Text segment.
__________________________________________________
Fressancourt, et al. Expires 10 April 2025 [Page 24]
Internet-Draft AI traffic October 2024
A.1. Machine learning model lifecycle
In machine learning, two approaches can be adopted to algorithmically
derive insights from a dataset: supervised learning and unsupervised
learning. In unsupervised learning, algorithms are developped and
used to find patterns, clusters or relationships among data without
previous knowledge or reference. In supervised learning, algorithms
use a reference data set (or training set), consisting in data
labelled with answers or hints to the solution of the question being
asked, to build (or train) a model to which data is compared later
during the inference (or serving) phase.
The model is the cornerstone of supervised machine learning. It is a
representation of a system that is observed and measured with data.
When the model is trained, the model is parametrized or modified so
it is able to model the behaviour of the system from the dataset used
in the training phase. Then, during the inference phase, data is
presented to the trained model in order to derive information or make
predictions about the system.
+----------+ +----------+ +--------+ +------+ +---------+
| Data | | Data | | Model | | Model| |Inference|
| | => | Pre- | => | | => | Fine-| => | / |
|Collection| |Processing| |Training| |Tuning| | Serving |
+----------+ +----------+ +--------+ +------+ +---------+
Figure 4: Supervised machine learning lifecycle
In the renewed interest in deep neural networks, and the strong
development of generative AI, a supervised learning approach has been
favoured, using reference models. Supervised machine learning
follows a cycle presented in Figure 4.
To obtain a reference model, first, data is collected from a variety
of sources. This data is then gathered and pre-processed, in order
to clean it (align formatting, erase obvious measurement errors,
_etc._) and potentially to label it. In particular, large data sets
are divided into chunks, or tokens, which are the basic data units
used as input or outputs of models. For instance, if the data set
consists in a corpus of texts, tokens are words, subwords or short
sequences of words.
Fressancourt, et al. Expires 10 April 2025 [Page 25]
Internet-Draft AI traffic October 2024
The pre-processed data is used to train the reference model, _i.e._
convert the knowledge to extract from the pre-processed data into a
set of parameters including weights ruling how the model will answer
future requests. Parameters are variables adjusting the structure
underlying the model that are set during the training phase. Weights
are a subste of the parameters, and determine how strong the ties are
between some other parameters in the model.
Once the model has been trained, it can be used to infer from a
request, or, in other words, to serve an insight from a request's
data. Inference operations are not necessarily done by the same
nodes that have trained the model. Models can be transferred to
other worker nodes to perfom inference tasks, sometimes placed close
to the users making requests. Besides, those transferred models can
be re-trained or fine-tuned in order to better serve requests in the
context they are done. This can be done for instance with private or
locally relevant data.
__________________________________________________
Data entries.
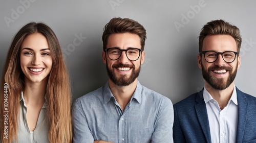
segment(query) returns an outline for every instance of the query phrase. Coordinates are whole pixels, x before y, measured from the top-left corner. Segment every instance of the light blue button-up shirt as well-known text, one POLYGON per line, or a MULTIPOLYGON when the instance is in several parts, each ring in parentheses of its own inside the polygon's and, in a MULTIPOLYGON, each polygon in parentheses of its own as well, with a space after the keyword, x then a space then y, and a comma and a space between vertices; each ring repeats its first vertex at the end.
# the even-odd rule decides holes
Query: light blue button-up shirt
POLYGON ((172 102, 138 81, 123 112, 108 82, 75 101, 73 122, 74 143, 173 142, 172 102))

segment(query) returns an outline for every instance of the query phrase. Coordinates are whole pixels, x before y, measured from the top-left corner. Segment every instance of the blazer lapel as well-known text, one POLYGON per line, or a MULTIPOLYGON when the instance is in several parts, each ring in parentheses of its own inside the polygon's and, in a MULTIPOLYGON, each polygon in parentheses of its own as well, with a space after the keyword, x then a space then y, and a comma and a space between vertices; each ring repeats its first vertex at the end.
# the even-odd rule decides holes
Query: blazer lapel
POLYGON ((210 126, 206 109, 206 106, 203 96, 203 88, 198 92, 196 98, 196 101, 198 104, 195 106, 199 124, 200 124, 203 132, 207 142, 211 142, 210 137, 210 126))
POLYGON ((237 142, 242 142, 247 116, 248 102, 246 102, 246 98, 244 93, 237 88, 236 89, 238 105, 237 142))

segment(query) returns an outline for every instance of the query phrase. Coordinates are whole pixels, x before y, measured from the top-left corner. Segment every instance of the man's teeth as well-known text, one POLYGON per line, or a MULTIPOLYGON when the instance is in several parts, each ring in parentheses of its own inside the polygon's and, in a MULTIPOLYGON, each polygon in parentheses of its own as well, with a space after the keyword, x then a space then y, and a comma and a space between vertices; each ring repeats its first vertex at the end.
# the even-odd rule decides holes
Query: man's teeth
POLYGON ((43 68, 30 68, 29 69, 30 70, 32 70, 34 72, 41 72, 43 68))
POLYGON ((223 69, 223 70, 214 70, 214 73, 218 73, 218 74, 224 74, 226 73, 227 72, 227 70, 223 69))
POLYGON ((130 67, 118 67, 117 69, 119 70, 126 71, 131 69, 130 67))

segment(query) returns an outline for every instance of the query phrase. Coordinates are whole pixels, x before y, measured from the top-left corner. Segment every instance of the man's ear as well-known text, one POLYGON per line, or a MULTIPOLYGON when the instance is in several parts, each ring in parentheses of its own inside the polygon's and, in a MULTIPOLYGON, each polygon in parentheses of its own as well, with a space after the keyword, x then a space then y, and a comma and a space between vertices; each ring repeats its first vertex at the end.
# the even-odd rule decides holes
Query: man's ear
POLYGON ((141 52, 141 61, 140 63, 143 64, 144 63, 144 60, 145 60, 145 52, 143 51, 141 52))
POLYGON ((239 69, 241 65, 241 56, 238 55, 238 69, 239 69))
POLYGON ((102 52, 102 60, 103 63, 105 64, 106 63, 106 53, 104 51, 102 52))
POLYGON ((201 56, 200 56, 200 54, 198 54, 198 55, 197 55, 197 64, 198 65, 198 67, 199 67, 200 68, 202 68, 202 62, 201 61, 201 56))

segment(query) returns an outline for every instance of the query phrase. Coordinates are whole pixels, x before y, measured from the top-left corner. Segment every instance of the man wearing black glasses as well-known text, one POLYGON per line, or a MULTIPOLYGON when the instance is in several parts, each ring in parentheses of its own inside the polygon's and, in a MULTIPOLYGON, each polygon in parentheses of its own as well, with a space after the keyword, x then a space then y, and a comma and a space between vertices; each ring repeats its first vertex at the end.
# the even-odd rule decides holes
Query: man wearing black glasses
POLYGON ((204 88, 174 105, 174 142, 256 142, 256 98, 234 83, 241 64, 239 29, 214 20, 199 38, 204 88))
POLYGON ((78 99, 73 109, 73 142, 173 142, 170 100, 137 80, 144 62, 146 31, 114 18, 102 35, 105 85, 78 99))

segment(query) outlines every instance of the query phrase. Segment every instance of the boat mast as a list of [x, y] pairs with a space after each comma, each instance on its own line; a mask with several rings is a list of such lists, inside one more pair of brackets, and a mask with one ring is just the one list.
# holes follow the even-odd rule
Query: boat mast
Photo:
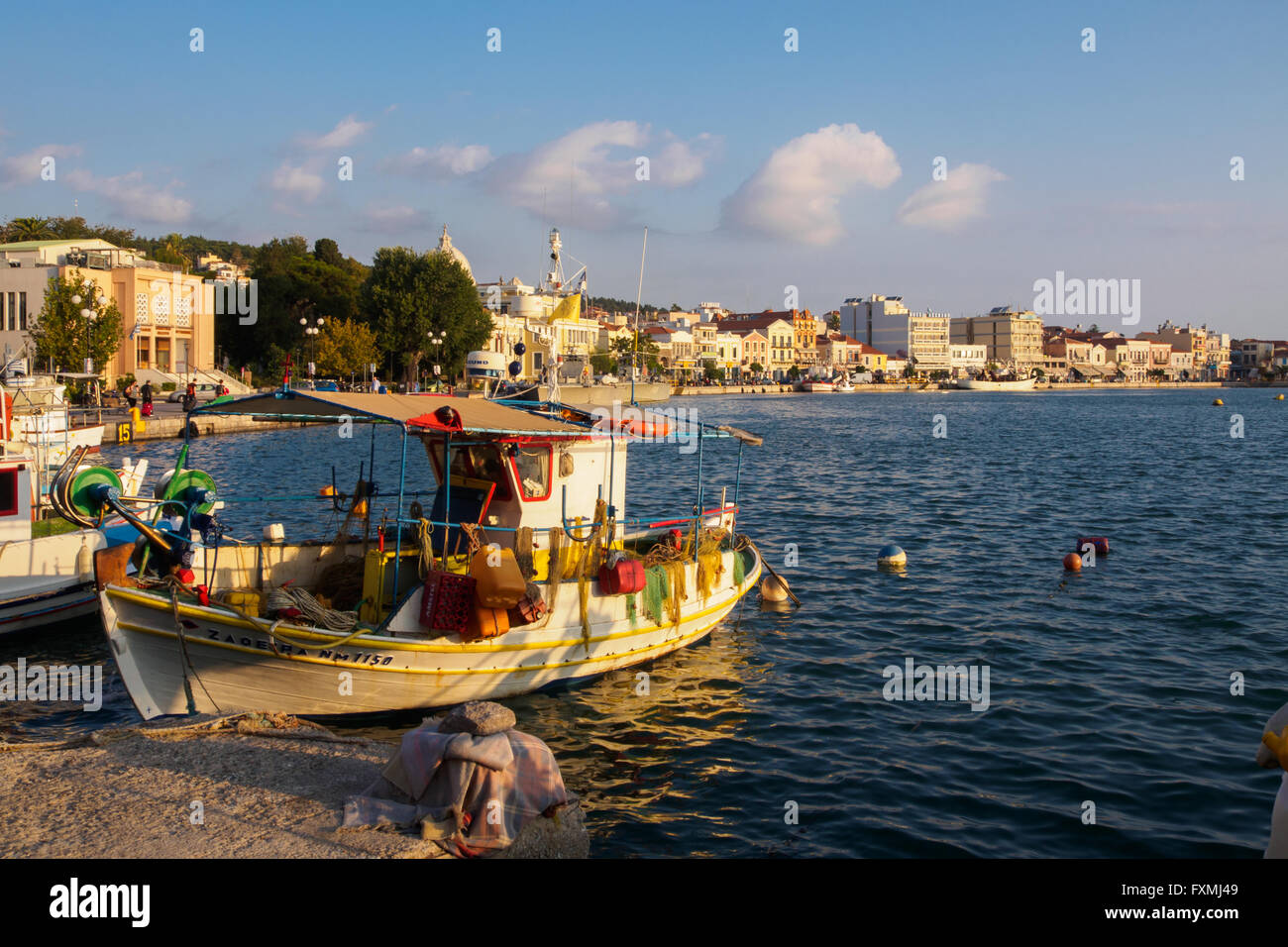
[[631, 353], [631, 405], [635, 401], [635, 379], [640, 374], [640, 296], [644, 294], [644, 254], [648, 253], [648, 227], [644, 228], [644, 246], [640, 247], [640, 281], [635, 287], [635, 350]]

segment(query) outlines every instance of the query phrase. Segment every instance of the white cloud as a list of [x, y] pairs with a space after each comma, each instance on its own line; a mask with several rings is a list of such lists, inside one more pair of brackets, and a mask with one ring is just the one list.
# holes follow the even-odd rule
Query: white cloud
[[431, 178], [455, 178], [486, 167], [492, 152], [486, 144], [440, 144], [437, 148], [412, 148], [385, 164], [401, 174], [428, 174]]
[[[685, 143], [667, 133], [656, 153], [648, 148], [648, 125], [598, 121], [573, 129], [529, 152], [505, 155], [491, 164], [486, 183], [511, 204], [533, 214], [558, 214], [589, 228], [612, 225], [626, 215], [614, 202], [639, 187], [679, 187], [702, 175], [716, 139], [699, 135]], [[649, 158], [650, 182], [635, 177], [638, 157]]]
[[429, 211], [416, 210], [407, 205], [370, 206], [362, 211], [363, 231], [375, 233], [406, 233], [408, 231], [429, 229]]
[[988, 186], [998, 180], [1006, 180], [1006, 175], [988, 165], [957, 165], [948, 169], [945, 180], [933, 180], [913, 191], [896, 216], [912, 227], [956, 229], [983, 216]]
[[650, 162], [653, 180], [666, 187], [692, 184], [707, 170], [707, 162], [720, 152], [720, 139], [703, 131], [692, 142], [681, 142], [670, 131], [666, 144]]
[[[0, 158], [0, 187], [13, 187], [15, 184], [31, 184], [39, 182], [41, 161], [53, 157], [61, 161], [81, 153], [79, 144], [41, 144], [23, 155], [13, 155]], [[57, 173], [57, 166], [55, 166]]]
[[142, 171], [97, 178], [89, 171], [75, 170], [67, 174], [67, 182], [75, 188], [98, 195], [122, 216], [178, 224], [192, 215], [192, 201], [146, 183]]
[[818, 246], [845, 236], [837, 204], [855, 187], [890, 187], [894, 151], [875, 131], [828, 125], [782, 146], [723, 207], [725, 225]]
[[300, 143], [307, 148], [344, 148], [357, 142], [370, 129], [370, 121], [358, 121], [357, 116], [346, 115], [325, 135], [300, 135]]
[[283, 161], [277, 166], [269, 186], [283, 197], [305, 204], [316, 201], [322, 193], [322, 188], [326, 187], [321, 174], [304, 165], [292, 165], [290, 161]]

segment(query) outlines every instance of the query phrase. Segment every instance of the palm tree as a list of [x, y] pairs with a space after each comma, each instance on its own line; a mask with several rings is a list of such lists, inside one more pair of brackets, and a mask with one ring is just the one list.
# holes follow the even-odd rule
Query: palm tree
[[4, 238], [9, 244], [19, 244], [24, 240], [49, 240], [53, 236], [49, 219], [44, 216], [15, 216], [4, 228]]

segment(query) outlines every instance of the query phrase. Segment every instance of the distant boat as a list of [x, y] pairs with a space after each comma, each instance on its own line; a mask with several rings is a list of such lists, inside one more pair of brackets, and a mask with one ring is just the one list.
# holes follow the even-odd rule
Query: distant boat
[[985, 381], [984, 379], [957, 379], [958, 388], [966, 388], [972, 392], [1032, 392], [1033, 384], [1037, 379], [1019, 379], [1015, 381]]

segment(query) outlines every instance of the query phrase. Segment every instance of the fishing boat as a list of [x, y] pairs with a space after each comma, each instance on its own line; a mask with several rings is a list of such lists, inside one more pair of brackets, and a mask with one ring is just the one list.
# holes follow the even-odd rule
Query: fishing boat
[[957, 387], [971, 392], [1032, 392], [1037, 379], [1025, 378], [1011, 381], [989, 381], [988, 379], [957, 379]]
[[79, 447], [97, 452], [103, 443], [102, 421], [76, 424], [72, 420], [64, 378], [98, 380], [97, 375], [32, 375], [4, 384], [6, 434], [36, 447], [37, 459], [48, 468], [62, 466]]
[[[220, 542], [215, 483], [180, 448], [148, 537], [95, 555], [103, 625], [139, 714], [256, 709], [354, 715], [497, 700], [652, 661], [701, 640], [756, 588], [737, 532], [742, 448], [760, 438], [562, 405], [278, 390], [198, 407], [401, 433], [397, 513], [370, 514], [359, 472], [331, 539]], [[626, 518], [627, 451], [696, 439], [696, 496]], [[710, 446], [707, 446], [710, 442]], [[730, 492], [707, 502], [712, 454], [735, 443]], [[732, 445], [730, 445], [732, 446]], [[433, 482], [407, 484], [424, 450]], [[428, 500], [422, 505], [421, 497]], [[228, 501], [232, 504], [233, 501]], [[692, 504], [692, 505], [690, 505]]]
[[[39, 473], [30, 445], [0, 445], [0, 635], [97, 611], [94, 553], [138, 537], [117, 517], [80, 528], [68, 528], [63, 518], [43, 518], [48, 497], [40, 492]], [[116, 482], [138, 491], [146, 473], [147, 460], [126, 461]]]

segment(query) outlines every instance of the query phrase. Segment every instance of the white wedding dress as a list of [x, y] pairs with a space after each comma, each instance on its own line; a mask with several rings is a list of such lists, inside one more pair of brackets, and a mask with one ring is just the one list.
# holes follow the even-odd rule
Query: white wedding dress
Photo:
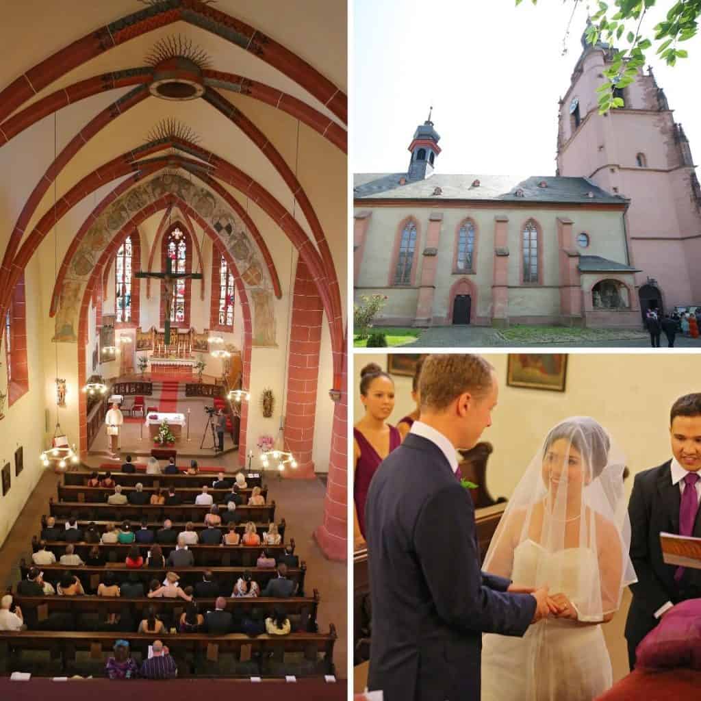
__________________________________________________
Requests.
A: Summarize the excerpt on the machine learning model lifecycle in two sentences.
B: Carry the passage on the machine learning model lifecycle further, starting after its final sentence.
The data plays no part in what comes next.

Replies.
A: Supervised machine learning uses a labelled training set to build a model that represents an observed system, and during the inference phase new data is presented to that trained model to derive information or make predictions. The cycle moves from data collection and pre-processing, which cleans the data, may label it and divides large sets into tokens, to training, which sets the model's parameters including weights, and then to inference, which can run on other worker nodes where transferred models may be fine-tuned with private or locally relevant data.

B:
A.2. System model
The machine learning systems built to meet the requirements of use
cases presented in Section 2 are fundamentally distributed in order
to meet scaling and time to answer requirements. Indeed, if we
consider modern lareg language models, they use from 125 million to
175 billion parameters, where each parameters can be encoded with 4
bytes to 4 bits depending on the precision required in the answer
provided by the model. From a memory perspective, this means that
storing a model and its parameters will cost from 62,5 MB (for a
model using 125 million parameters with 4-bits parameters) to 700 GB
(for a model using 175 billion parameters with 4 bytes parameters).
The memory footprint of modern large language models makes those
models both difficult to manipulate on single nodes and to exchange
data between nodes participating in a distributed task.
In machine learning systems' distribution, nodes can play specific
roles, depending on their (hardware) capabilities or their location
in the network.
Those roles, presented in Figure 5 are:
* *Data producer / Owner:*
This entity is producing data from which users are willing to
retrieve insights. It can be a sensor in a network, a server
producing logs and interacting with a set of users, etc.
* *Data manager:*
Fressancourt, et al. Expires 10 April 2025 [Page 26]
Internet-Draft AI traffic October 2024
This entity is in charge of managing the data produced by the data
producer. In that extend, it can pre-process, filter, add context
(or metadata), store or transfer data to other entities in the
system. In its data management operations, the data manager has
to take specific care of security and privacy aspects of data
management. In particular, it must make sure that data is stored
securely, transferred to authorized entities and that user's
consent and privacy preferences are respected. To do so, it may
use specialized encryption methods and protocols, meeting
challenges presented in Section 4.5.
* *Worker:*
This entity is in charge of processing data retrieved from the
data manager in order to gain insights from it. To do so, it can
training a (potentially large) model during the model training
phase; and personalize this model to better serve specific needs
or requests from users during the inference phase. In some
specific cases, for instance, if the model from which the
inference is done is small, the worker might be alone, but given
the operational requirements of new approaches in machine
learning, workers need to collaborate with other workers to
complete a task together.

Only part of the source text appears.